CÓMO HACERLO: Prosigue el fragmento sobre el sistema educativo y la libertad de pensamiento a partir de su última oración.

FRAGMENTO PROPORCIONADO:
★ ★ ★ ★ ★
Por un lado cada vez más encontramos posturas de intolerancia en el ámbito de lo llamado políticamente correcto e incorrecto. La libertad de pensamiento se halla situada en un estrecho margen: entre lo que se puede y lo que se debe, que casi no se distinguen.
Vivimos en sociedades de culturas insanas llenas de antagonismos de las que la enseñanza y aprendizaje escolar no se despoja y se deja llevar por cantos de sirenas. Ya sabemos que estos cantos eran atractivos y peligrosos y que cuando se acercaban quienes creían que les harían encontrar la felicidad y el éxito, no encontraban nada. Pero, ¿por qué se seguía creyendo en ello y arrojándose ciegamente al lugar de dónde provenían estos cantos? ¿lo podemos comparar a los cientos y miles de mensajes que nos bombardean desde internet y los medios digitales prometiéndolo todo y no dando nada, porque nunca lo alcanzamos?
El sistema educativo que aún tenemos se impregna de forma seriada de chapapote y destila conformismo. Aún valoramos y evaluamos al alumnado por el grado de aceptación y asimilación de conocimientos impartidos, que no compartidos y ratificados. Sólo en algunas ocasiones usamos medios tecnológicos para lo mismo: inculcar y hacer aprender para un examen determinado ciertos conocimientos que emanan de las prescripciones curriculares, los materiales didácticos o el profesorado.
★ ★ ★ ★ ★
Entradas del conjunto de datos:
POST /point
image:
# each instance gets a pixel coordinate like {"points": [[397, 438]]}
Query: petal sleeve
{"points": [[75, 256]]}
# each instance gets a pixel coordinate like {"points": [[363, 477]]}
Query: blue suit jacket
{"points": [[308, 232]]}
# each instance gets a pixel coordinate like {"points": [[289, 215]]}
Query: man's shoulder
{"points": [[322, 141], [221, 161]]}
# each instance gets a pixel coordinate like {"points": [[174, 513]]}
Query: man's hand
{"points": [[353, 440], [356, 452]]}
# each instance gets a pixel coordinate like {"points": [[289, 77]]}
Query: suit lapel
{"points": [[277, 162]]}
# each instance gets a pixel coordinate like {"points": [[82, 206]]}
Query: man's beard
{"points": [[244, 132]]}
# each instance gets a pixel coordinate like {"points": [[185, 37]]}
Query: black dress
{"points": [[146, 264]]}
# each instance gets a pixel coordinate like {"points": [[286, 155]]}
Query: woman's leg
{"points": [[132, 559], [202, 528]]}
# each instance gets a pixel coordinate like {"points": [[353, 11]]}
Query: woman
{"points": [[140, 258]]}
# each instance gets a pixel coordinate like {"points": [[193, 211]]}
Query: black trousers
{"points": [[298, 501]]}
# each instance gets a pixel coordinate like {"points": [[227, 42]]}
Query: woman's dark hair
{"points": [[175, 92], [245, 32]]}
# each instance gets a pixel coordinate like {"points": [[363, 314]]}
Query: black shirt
★ ★ ★ ★ ★
RESULTADO DEL EJERCICIO:
En la escuela se pasa mucho tiempo: muchos años, meses, semanas, días y horas y lo hace el 100% de la población en edad de educación obligatoria. Es decir: tiene una influencia fundamental en la sociedad, porque afecta a los ritmos y horarios de vida, a las familias, a los transportes, al tiempo de libre disposición, a las costumbres, a las modas.
Si tenemos cerca a alguna criatura en edad escolar, no nos influye su nivel de conocimientos en geografía, literatura o matemáticas. Sólo nos alteran las malas notas, porque parece ser que califican la valía global de las niñas y niños y de las y los adolescentes. Si tienen buenas notas, es que todo está bien, si las tienen malas o regulares es que las cosas se tuercen y van mal. Y, además las «buenas notas» son una marca de orgullo y tranquilidad para las familias.
Pero ¿dónde quedan los aprendizajes para una vida sana? Y, ¿qué entendemos por vida sana?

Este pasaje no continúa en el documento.